Stored data entries –
BEGIN
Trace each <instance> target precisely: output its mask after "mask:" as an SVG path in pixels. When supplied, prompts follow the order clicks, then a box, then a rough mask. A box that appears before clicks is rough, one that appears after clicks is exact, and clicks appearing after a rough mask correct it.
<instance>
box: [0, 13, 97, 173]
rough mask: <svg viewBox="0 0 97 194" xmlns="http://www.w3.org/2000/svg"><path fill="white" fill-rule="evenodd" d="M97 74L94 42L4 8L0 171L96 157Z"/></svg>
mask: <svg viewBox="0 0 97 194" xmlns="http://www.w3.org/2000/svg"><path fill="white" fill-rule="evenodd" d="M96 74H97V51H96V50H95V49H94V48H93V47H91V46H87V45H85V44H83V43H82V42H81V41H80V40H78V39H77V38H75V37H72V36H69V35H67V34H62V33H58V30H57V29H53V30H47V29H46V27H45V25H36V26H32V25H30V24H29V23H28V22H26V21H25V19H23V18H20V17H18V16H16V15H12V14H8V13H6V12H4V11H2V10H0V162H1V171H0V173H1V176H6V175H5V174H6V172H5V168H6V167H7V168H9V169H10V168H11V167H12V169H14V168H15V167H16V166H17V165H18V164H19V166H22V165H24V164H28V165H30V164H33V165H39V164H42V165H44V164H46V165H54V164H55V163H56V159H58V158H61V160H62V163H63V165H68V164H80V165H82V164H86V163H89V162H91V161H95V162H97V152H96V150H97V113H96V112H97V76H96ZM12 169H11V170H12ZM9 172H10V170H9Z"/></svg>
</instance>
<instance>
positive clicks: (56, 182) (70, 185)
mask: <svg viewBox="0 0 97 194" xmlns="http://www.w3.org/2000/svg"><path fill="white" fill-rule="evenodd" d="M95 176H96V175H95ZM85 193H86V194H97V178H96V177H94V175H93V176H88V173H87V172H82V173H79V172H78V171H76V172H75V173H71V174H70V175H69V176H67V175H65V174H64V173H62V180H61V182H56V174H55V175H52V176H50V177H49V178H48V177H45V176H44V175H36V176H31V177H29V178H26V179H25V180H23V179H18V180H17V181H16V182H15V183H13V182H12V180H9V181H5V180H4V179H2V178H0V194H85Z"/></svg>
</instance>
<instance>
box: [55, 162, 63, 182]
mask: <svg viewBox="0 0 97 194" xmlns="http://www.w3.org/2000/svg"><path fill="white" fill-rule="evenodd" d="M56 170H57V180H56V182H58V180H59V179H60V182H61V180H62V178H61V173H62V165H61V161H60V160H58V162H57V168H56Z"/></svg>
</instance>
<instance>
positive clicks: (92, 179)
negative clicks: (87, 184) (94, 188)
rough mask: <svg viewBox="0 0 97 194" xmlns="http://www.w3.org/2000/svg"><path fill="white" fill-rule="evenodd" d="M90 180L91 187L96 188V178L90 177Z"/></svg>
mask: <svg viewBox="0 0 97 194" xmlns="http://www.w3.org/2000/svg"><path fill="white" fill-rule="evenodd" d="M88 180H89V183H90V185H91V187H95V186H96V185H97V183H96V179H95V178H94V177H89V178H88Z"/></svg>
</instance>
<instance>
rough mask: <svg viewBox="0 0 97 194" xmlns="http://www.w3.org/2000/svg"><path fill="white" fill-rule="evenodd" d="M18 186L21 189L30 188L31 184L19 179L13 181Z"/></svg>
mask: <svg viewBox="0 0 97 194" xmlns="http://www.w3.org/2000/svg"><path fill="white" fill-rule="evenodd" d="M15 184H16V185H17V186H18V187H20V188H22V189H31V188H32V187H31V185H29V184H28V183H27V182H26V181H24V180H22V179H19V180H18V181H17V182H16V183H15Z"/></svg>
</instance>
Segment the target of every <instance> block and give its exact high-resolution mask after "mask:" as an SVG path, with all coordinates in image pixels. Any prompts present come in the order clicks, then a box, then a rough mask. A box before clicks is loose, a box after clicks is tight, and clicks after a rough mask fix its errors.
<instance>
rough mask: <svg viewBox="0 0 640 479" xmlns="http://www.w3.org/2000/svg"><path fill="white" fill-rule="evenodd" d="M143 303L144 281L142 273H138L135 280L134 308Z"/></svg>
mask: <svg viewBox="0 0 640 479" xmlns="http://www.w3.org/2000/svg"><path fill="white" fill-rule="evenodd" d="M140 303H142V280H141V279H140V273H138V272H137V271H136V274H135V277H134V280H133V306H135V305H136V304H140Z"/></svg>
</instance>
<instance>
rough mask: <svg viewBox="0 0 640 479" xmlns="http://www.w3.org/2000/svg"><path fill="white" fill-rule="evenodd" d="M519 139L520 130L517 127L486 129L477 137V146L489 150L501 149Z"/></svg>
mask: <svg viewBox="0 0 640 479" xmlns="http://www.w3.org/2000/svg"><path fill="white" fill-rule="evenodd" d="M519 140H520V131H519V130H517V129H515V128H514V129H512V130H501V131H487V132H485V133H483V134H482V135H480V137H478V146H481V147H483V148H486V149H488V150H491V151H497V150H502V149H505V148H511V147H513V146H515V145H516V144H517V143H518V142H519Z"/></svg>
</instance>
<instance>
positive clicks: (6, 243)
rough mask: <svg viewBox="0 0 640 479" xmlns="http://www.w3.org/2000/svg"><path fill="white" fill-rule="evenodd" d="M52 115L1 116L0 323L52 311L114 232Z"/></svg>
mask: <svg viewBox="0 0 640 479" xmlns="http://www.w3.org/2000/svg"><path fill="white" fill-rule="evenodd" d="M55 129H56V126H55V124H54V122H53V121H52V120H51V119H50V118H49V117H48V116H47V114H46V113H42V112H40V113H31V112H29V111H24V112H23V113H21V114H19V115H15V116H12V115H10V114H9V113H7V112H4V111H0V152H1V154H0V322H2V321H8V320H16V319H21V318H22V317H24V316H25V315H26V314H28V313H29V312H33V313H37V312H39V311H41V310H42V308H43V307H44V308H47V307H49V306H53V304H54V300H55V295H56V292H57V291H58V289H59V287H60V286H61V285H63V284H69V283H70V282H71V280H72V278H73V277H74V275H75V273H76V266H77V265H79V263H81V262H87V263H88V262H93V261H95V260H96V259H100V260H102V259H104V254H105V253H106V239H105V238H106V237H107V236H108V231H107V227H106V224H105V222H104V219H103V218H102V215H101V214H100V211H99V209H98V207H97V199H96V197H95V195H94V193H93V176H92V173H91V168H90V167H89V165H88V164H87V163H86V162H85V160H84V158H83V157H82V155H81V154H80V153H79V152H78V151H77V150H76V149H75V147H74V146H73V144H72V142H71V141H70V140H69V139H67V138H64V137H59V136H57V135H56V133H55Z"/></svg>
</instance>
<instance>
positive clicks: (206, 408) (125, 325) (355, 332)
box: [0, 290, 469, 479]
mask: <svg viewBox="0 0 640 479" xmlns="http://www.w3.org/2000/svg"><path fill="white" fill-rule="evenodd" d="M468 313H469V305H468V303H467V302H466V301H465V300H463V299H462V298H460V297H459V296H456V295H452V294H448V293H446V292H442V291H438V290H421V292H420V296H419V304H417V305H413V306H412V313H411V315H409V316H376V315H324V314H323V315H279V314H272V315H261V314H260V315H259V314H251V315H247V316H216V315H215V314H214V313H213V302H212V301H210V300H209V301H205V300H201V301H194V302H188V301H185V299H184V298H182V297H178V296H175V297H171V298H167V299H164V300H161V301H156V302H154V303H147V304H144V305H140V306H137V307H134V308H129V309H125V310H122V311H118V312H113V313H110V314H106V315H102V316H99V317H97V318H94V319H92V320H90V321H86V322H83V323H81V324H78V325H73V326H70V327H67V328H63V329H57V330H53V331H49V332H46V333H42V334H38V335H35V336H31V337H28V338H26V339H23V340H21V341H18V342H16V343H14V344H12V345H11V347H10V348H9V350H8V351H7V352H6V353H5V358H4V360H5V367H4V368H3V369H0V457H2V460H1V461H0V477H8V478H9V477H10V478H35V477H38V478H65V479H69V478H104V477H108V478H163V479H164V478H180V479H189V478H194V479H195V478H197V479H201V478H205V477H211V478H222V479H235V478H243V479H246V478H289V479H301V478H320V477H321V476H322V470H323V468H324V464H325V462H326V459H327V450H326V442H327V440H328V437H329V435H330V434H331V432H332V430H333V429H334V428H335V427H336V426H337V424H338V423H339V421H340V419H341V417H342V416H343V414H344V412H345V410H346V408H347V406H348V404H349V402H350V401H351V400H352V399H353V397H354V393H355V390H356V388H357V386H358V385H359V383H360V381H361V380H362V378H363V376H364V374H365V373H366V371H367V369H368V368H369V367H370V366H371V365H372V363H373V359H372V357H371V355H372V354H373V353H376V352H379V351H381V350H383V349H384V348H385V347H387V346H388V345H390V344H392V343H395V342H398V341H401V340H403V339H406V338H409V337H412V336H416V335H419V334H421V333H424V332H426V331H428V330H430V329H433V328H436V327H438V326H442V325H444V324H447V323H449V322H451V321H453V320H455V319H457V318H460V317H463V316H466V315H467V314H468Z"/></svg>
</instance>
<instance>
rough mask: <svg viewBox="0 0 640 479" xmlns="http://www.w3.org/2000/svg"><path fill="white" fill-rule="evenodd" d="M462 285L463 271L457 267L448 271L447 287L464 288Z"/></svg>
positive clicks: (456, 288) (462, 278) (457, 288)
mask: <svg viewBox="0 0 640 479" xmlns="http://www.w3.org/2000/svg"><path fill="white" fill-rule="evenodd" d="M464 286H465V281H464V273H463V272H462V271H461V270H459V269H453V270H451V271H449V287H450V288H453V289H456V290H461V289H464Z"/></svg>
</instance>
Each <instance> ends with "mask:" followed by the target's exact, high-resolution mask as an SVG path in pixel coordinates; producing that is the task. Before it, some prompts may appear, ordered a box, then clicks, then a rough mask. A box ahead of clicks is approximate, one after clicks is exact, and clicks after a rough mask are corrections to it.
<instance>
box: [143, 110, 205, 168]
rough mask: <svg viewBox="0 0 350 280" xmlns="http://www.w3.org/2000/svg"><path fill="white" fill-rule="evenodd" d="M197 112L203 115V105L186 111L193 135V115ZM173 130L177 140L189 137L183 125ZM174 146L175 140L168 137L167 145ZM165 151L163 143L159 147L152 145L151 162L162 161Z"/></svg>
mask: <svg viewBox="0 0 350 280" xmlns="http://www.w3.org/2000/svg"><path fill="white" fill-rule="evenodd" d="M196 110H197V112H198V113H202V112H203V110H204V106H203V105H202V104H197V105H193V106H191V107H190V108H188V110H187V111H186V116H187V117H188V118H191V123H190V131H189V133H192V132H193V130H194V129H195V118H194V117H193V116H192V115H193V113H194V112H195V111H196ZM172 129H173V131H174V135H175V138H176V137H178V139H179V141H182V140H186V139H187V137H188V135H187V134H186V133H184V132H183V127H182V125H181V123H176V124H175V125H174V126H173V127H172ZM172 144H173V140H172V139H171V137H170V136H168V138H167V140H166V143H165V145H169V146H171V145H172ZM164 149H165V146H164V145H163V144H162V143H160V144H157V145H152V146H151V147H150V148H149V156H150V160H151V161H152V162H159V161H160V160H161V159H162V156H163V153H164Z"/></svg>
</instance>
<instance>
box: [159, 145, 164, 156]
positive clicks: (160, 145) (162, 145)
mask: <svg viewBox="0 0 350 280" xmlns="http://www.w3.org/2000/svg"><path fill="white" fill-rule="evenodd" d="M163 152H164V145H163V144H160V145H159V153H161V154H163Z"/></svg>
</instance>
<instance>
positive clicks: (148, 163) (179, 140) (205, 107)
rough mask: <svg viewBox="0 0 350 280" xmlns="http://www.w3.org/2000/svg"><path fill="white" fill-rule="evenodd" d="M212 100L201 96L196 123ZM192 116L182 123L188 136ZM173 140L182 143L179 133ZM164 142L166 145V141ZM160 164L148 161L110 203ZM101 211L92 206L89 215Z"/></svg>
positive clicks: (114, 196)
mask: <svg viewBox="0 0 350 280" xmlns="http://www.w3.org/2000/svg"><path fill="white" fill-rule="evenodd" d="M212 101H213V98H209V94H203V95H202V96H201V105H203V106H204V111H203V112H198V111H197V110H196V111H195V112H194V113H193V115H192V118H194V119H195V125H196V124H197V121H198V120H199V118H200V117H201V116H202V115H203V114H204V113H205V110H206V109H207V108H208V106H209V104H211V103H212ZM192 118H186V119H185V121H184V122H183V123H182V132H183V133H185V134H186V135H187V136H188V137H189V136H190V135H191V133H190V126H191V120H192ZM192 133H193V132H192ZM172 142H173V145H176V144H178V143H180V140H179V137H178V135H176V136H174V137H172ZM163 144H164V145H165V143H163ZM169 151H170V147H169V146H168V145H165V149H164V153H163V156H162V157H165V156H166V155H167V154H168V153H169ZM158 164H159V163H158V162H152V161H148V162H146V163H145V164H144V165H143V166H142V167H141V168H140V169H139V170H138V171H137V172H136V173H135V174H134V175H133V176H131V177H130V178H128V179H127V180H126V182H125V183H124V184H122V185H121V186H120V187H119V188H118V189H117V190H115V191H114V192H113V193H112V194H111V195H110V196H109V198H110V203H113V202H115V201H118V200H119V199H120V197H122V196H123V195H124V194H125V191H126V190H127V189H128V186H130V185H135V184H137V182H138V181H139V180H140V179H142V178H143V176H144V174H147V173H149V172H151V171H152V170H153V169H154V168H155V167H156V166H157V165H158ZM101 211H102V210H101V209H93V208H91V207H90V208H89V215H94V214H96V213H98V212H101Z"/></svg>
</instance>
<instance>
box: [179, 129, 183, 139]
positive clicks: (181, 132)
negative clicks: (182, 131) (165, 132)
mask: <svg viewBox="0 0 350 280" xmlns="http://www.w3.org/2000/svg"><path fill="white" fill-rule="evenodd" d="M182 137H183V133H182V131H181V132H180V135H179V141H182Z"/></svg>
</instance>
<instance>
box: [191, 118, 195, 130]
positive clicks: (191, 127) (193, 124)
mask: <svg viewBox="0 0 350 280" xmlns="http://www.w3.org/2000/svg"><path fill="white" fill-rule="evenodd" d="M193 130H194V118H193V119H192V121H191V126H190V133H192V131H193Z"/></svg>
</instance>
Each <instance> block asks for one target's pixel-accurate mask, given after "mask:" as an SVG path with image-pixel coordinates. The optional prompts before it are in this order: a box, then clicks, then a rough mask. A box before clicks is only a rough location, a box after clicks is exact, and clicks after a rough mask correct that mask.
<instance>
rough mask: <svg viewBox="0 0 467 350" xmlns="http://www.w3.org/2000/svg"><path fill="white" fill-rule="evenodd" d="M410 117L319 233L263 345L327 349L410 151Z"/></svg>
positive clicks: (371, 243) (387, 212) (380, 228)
END
Return every line of the listing above that contains the word "negative", matching its case exactly.

negative clicks: (87, 184) (94, 188)
negative clicks: (182, 131) (165, 132)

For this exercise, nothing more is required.